— Begin Supplied information —

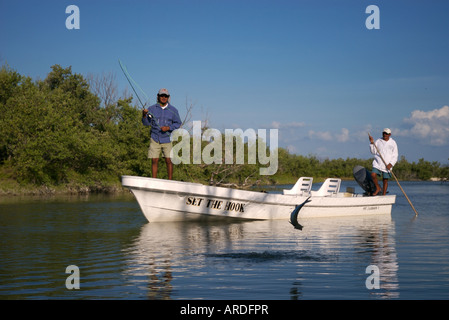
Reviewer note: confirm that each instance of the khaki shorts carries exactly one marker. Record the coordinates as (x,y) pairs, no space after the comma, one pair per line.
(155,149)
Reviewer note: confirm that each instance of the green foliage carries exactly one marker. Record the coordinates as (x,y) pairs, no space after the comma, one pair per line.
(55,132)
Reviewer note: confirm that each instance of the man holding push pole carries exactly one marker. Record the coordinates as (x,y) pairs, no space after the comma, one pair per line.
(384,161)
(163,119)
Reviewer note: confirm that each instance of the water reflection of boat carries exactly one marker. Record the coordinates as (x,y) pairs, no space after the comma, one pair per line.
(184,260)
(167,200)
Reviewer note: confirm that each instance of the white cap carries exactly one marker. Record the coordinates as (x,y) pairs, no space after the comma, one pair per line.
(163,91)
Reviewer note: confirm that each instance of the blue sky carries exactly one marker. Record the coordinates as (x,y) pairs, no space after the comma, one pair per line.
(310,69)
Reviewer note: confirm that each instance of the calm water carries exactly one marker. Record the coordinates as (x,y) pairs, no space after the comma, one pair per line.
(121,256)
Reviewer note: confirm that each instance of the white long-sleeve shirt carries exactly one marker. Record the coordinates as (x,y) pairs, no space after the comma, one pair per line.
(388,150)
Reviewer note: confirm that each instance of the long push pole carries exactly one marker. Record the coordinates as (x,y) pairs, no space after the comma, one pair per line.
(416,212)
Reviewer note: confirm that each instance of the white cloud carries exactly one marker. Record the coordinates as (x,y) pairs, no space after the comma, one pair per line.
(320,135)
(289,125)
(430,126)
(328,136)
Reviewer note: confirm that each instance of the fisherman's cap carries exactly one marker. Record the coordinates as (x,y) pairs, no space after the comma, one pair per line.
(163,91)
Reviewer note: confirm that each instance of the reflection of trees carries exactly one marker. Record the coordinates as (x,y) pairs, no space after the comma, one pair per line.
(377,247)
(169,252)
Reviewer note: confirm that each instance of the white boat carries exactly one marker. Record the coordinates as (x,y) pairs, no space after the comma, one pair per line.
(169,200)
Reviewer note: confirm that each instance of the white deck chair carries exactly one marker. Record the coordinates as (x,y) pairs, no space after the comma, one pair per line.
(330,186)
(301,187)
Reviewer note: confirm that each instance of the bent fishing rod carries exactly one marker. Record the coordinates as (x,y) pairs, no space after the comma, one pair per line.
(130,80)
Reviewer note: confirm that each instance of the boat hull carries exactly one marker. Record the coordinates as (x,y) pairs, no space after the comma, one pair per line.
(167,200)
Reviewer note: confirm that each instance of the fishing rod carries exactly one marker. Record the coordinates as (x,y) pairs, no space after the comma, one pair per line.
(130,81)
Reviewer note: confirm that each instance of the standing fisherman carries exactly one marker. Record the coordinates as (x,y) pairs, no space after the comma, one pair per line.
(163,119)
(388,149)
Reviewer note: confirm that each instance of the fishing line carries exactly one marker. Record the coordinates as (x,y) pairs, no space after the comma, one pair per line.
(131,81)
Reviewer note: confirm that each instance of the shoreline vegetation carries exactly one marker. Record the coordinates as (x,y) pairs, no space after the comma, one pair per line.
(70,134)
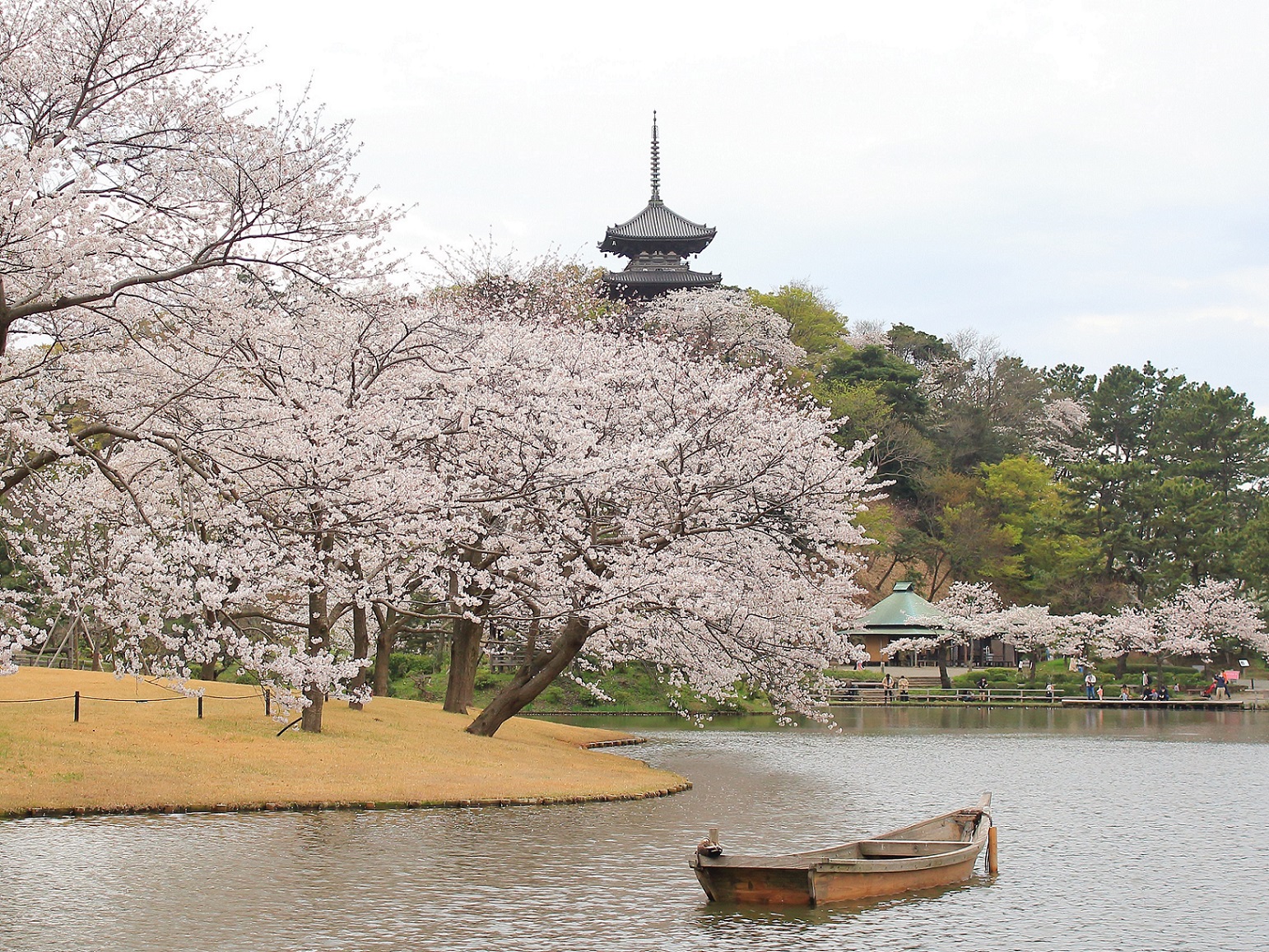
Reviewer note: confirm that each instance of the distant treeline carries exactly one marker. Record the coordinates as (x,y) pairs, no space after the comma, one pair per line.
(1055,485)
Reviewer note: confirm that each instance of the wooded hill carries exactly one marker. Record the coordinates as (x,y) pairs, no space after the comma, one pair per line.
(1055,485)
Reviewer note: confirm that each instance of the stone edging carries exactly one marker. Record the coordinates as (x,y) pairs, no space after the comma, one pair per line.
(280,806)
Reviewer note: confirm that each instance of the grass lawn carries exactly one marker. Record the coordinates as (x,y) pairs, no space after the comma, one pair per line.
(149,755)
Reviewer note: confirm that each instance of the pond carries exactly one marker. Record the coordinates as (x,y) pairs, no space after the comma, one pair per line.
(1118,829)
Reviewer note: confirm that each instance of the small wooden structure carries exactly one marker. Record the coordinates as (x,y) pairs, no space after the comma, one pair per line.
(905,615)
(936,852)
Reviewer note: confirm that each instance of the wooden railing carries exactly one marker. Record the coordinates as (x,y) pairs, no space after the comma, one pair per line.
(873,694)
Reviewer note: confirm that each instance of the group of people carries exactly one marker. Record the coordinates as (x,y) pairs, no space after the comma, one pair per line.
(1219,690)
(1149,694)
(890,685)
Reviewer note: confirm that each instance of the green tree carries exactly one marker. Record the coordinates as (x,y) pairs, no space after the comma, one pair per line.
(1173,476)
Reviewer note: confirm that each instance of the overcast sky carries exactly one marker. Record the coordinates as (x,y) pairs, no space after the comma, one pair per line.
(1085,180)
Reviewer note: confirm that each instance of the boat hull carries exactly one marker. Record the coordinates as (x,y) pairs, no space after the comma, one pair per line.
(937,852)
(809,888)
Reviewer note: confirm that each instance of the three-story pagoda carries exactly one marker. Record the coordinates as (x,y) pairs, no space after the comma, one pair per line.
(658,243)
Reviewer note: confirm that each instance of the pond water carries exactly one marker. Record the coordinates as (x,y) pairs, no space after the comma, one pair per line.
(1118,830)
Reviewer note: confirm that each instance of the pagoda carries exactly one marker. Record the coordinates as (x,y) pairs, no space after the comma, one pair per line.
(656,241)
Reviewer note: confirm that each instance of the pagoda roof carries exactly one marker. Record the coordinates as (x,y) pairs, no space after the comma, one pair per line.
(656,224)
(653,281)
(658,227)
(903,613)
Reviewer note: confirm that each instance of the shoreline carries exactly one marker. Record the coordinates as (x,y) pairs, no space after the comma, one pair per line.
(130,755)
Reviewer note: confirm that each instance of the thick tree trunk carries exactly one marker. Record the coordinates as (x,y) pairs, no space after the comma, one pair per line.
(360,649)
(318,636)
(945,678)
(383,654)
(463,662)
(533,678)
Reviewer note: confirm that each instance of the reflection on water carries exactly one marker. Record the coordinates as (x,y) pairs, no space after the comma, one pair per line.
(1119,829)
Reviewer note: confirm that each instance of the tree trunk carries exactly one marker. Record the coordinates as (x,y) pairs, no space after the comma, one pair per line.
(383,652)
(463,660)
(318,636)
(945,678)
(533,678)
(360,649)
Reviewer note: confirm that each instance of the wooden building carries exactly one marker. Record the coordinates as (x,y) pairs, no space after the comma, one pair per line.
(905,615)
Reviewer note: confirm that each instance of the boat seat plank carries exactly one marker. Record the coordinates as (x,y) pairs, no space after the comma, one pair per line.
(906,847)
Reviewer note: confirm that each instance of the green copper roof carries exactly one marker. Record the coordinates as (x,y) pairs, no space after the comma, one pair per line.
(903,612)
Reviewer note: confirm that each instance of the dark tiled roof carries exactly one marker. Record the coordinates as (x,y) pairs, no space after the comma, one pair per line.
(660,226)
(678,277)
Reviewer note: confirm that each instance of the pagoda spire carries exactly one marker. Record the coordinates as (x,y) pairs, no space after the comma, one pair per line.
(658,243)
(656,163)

— End Supplied information —

Repeat exactly, and only, the lines from the one containing "Reviewer note: confirm that each instance of the green copper" through the end of the material.

Task answer ▸
Reviewer note: confirm that each instance of the green copper roof carries exactly one marker. Record the coordinates as (x,y) pairs, no space after the comma, one pair per line.
(903,612)
Reviewer note: confirm that each instance of the dark tiled roof carries exactly one marker. Record the coordinates as (x,y) pairs, no space after the comma, one pair per line.
(660,226)
(678,277)
Reviewer note: confirm that each instance of the pagoda spire carries exactly one marker. Record the coordinates as (x,y) pairs, no space after the comma, one pair per line.
(658,243)
(656,163)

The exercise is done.